===== Recorded data
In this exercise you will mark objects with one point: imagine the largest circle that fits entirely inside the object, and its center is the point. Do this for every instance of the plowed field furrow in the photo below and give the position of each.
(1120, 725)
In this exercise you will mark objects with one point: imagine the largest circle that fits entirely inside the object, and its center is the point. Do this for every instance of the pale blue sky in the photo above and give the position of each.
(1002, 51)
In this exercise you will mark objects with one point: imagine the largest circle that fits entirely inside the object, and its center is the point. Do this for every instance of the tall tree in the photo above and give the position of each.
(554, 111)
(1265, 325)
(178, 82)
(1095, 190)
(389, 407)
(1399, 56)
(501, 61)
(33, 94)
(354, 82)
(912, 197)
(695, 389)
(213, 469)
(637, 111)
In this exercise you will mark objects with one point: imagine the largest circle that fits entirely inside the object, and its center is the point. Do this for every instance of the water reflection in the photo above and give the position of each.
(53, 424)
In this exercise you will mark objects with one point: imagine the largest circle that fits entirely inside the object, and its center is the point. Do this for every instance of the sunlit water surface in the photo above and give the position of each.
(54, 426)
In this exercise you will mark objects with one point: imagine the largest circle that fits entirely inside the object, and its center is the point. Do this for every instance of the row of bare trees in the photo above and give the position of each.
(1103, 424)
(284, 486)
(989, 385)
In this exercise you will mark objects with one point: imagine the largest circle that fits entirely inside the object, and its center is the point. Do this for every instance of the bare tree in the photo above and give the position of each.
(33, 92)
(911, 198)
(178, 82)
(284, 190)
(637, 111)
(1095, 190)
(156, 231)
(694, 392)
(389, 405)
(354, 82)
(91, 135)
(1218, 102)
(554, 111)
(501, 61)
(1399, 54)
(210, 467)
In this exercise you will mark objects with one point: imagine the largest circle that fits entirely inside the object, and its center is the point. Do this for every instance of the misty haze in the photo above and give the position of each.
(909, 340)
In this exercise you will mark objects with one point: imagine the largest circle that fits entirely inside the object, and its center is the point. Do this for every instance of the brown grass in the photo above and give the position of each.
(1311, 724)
==========
Instruction: Copy out each record from above, exactly.

Result of this exercise:
In this exercise you will mark objects with one point: imagine the largest circle that fits entirely inside the object, and its center is the point. Do this for every instance of the plowed field furrow in the photo below and give the position of each.
(1120, 725)
In this exercise you will mark objects with one point: imagine the largest circle that fits entirely inside the object, and its center is the point. Do this for every instance of the pale blue sky in the photo above and give the position of each.
(1002, 51)
In this exercise you will mark objects with one point: imagine the largest circle that fits entirely inside the object, and its center is the point. Do this for every instance of the tall tree in the photo above and give the position of each.
(554, 111)
(1265, 325)
(178, 82)
(1095, 190)
(389, 407)
(1399, 56)
(501, 61)
(33, 94)
(354, 82)
(912, 197)
(695, 389)
(213, 469)
(637, 111)
In this exercise you will mark objects with one point: imagine the largest circle that fits entirely inside the object, and its center is the point. Do this for every instance of the water reflection in the photo above and give the position of each.
(53, 424)
In this exercise you will mark objects with one point: imagine the largest circle that fits entirely inside the object, and its center is the point. Do this for every instance of the sunlit water surface in the photo above and give the position of each.
(54, 426)
In this exercise you will mark objects with one point: imagine the largest circle that fits entirely inside the object, and its center is the point. Do this for every instance of the row of bare trees in the photo above and give the position of each.
(1103, 424)
(284, 486)
(989, 385)
In this exercise you will mark objects with one point: imagine the largest circle that fits entirely inside the object, and its center is the point. Do this for every instance of the bare tree in the photo above and give the position of each.
(33, 92)
(911, 198)
(178, 82)
(284, 190)
(637, 111)
(1095, 190)
(156, 231)
(694, 392)
(389, 405)
(354, 82)
(91, 135)
(1218, 102)
(554, 111)
(501, 61)
(1399, 54)
(210, 467)
In this exercise you will mark objects with one point: imagine the largest circle that fits entirely inside the object, and its center is the point. Do this for every instance of the misty haze in the photo above and give the position of each.
(909, 340)
In this exercise you will mark objects with one point: imagine the largest circle that fits entirely inside the object, and its center is the point. Do this for every instance of the brown grass in the photo above and give the position of each.
(1311, 724)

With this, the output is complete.